[Data section — start]

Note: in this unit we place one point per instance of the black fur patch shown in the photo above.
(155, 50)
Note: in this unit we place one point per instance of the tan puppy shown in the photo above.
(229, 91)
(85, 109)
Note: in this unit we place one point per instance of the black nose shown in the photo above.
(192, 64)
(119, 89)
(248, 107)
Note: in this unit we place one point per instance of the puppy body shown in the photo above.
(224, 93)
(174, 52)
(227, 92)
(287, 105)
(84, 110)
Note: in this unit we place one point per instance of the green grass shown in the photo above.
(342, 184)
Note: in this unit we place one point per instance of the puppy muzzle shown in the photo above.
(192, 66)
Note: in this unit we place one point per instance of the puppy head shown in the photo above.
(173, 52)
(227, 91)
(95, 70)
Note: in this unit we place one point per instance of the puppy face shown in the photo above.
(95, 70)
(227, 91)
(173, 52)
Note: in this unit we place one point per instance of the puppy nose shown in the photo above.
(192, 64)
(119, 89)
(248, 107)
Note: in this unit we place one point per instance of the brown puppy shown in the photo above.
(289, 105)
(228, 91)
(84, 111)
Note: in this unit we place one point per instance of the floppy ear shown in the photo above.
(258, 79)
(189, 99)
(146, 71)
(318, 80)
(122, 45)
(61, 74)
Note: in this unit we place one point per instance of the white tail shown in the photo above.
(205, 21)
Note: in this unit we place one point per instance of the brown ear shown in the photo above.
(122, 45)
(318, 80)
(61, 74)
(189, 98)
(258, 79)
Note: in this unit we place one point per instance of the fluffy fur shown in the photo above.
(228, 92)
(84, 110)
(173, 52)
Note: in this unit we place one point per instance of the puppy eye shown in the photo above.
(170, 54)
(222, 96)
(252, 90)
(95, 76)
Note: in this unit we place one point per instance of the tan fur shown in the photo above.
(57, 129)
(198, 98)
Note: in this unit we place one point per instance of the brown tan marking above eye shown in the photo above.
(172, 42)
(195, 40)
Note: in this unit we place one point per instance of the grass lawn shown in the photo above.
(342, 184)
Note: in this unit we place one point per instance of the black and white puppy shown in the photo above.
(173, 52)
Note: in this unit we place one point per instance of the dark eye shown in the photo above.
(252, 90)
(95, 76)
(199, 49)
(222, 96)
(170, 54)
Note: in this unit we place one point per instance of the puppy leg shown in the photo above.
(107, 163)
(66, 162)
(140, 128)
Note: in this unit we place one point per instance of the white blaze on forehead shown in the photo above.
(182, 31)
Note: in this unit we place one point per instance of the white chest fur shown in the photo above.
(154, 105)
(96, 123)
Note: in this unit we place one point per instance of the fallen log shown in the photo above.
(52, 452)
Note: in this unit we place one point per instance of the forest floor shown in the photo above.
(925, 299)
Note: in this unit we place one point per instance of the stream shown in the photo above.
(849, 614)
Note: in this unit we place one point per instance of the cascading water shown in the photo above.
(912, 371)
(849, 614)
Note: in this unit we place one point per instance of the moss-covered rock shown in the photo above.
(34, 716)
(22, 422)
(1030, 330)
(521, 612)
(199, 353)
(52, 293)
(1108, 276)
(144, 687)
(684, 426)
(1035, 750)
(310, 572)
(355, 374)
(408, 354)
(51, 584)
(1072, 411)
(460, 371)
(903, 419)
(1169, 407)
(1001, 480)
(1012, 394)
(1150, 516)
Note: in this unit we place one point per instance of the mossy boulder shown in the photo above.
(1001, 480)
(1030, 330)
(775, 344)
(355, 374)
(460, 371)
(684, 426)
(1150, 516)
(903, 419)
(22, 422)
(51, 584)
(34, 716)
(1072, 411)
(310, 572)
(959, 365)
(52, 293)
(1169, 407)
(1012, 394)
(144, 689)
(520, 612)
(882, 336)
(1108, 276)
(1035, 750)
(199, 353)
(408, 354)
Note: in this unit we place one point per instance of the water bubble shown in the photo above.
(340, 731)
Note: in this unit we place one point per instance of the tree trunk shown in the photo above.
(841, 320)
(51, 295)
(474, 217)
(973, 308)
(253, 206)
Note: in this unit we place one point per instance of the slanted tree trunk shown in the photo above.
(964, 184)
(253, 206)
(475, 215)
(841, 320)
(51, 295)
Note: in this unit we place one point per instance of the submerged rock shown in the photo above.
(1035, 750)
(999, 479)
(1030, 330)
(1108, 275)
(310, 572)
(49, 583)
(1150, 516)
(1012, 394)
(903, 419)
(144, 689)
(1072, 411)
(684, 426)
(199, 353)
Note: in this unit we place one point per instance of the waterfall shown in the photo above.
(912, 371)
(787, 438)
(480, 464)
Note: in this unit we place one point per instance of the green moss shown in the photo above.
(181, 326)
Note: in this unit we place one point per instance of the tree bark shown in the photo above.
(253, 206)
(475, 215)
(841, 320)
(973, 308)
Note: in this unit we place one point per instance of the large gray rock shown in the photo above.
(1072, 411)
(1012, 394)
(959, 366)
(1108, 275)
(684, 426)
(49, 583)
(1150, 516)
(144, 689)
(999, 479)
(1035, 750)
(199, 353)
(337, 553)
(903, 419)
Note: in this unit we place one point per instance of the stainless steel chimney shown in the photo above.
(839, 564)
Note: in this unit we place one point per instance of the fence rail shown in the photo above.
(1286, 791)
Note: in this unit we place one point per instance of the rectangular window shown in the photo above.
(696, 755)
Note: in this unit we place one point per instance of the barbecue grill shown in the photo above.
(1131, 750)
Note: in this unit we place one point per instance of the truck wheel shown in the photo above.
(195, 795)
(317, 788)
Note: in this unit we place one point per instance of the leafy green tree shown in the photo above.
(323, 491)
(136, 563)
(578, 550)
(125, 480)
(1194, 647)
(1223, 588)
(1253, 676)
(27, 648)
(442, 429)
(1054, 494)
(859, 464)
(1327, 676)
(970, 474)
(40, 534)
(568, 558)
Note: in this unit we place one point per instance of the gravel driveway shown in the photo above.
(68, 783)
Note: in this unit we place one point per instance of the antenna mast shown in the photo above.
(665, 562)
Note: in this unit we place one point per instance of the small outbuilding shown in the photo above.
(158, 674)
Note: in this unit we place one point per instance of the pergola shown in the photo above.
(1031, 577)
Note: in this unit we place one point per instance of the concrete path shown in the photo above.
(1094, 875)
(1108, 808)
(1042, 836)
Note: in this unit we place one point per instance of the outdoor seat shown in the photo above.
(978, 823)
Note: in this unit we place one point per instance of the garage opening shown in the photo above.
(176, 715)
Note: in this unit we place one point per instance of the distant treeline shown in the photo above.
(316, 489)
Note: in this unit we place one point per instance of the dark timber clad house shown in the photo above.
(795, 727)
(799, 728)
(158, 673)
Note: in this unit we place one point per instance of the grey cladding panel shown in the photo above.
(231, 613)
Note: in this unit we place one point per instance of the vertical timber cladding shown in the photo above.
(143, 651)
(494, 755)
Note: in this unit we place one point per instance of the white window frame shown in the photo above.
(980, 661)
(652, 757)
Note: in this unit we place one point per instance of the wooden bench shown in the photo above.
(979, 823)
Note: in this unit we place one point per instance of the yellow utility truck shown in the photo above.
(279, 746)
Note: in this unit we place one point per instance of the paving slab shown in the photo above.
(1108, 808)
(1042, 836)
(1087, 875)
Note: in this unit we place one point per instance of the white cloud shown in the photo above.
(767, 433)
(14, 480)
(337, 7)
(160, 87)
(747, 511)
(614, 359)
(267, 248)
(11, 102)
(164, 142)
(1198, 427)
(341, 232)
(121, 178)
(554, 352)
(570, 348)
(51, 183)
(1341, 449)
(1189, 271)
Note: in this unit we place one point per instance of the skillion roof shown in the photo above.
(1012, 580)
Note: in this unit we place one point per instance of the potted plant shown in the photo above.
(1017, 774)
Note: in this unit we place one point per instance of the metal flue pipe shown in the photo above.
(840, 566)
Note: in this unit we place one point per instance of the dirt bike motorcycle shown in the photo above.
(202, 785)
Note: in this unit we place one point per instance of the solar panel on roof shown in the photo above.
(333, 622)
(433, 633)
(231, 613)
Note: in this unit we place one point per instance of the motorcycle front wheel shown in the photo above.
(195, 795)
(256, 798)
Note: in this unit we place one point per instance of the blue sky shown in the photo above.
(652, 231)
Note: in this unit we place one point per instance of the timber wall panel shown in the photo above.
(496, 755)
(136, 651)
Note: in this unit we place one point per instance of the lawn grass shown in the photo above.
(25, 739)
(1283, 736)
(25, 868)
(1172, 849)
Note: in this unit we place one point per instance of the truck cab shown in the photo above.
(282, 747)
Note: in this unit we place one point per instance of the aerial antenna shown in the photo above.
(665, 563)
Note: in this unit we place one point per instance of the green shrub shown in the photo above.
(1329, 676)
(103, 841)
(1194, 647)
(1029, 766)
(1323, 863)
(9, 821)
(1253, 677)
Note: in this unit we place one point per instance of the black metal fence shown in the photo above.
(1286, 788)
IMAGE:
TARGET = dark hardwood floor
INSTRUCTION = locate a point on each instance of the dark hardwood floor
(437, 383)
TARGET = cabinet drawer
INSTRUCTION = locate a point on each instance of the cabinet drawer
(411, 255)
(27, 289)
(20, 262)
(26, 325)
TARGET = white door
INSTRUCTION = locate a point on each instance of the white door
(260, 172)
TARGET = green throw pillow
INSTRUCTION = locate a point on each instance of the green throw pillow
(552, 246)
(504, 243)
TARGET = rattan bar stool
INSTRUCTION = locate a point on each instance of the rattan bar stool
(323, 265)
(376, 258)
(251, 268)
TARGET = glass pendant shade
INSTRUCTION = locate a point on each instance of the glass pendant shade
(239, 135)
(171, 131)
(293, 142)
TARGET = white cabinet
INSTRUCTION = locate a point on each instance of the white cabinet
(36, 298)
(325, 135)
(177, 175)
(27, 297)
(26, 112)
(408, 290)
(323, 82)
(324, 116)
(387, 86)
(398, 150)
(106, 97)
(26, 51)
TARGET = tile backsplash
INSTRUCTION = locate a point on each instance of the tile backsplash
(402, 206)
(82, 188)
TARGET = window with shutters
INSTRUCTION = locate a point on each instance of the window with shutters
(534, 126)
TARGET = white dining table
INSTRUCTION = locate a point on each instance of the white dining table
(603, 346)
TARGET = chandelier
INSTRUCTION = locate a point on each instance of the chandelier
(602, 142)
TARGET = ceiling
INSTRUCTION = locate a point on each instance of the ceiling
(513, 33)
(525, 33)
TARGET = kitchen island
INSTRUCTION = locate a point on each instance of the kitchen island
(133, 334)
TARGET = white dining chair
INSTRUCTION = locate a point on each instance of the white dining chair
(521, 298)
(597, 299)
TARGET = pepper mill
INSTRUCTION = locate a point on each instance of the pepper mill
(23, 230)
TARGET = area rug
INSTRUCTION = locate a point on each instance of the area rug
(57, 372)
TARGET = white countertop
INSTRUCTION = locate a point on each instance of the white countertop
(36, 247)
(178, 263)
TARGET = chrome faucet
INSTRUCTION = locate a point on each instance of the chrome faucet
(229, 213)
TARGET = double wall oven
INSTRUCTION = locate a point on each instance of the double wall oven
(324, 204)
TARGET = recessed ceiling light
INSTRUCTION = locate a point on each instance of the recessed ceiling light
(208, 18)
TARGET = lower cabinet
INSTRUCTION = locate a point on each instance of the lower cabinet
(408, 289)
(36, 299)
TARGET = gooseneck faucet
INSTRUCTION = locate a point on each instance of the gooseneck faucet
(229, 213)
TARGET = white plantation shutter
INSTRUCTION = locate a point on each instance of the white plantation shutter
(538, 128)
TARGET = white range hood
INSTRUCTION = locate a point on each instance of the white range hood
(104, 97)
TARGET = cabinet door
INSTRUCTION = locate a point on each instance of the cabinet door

[Data section — finish]

Reproduce the lines from the one with "INSTRUCTION = locate a point on each instance of the lower" to the end of the data exactly, leaving out every earlier line.

INSTRUCTION = locate a point on each instance of the lower cabinet
(408, 289)
(36, 299)
TARGET = gooseneck faucet
INSTRUCTION = locate a point on each instance of the gooseneck faucet
(229, 213)
TARGET = white plantation shutter
INSTRUCTION = locate a point on each instance of the white plantation shutter
(538, 128)
TARGET = white range hood
INSTRUCTION = locate a point on each instance of the white range hood
(104, 97)
TARGET = cabinet door
INSTRUCTION = locate a point on each instance of the cabinet door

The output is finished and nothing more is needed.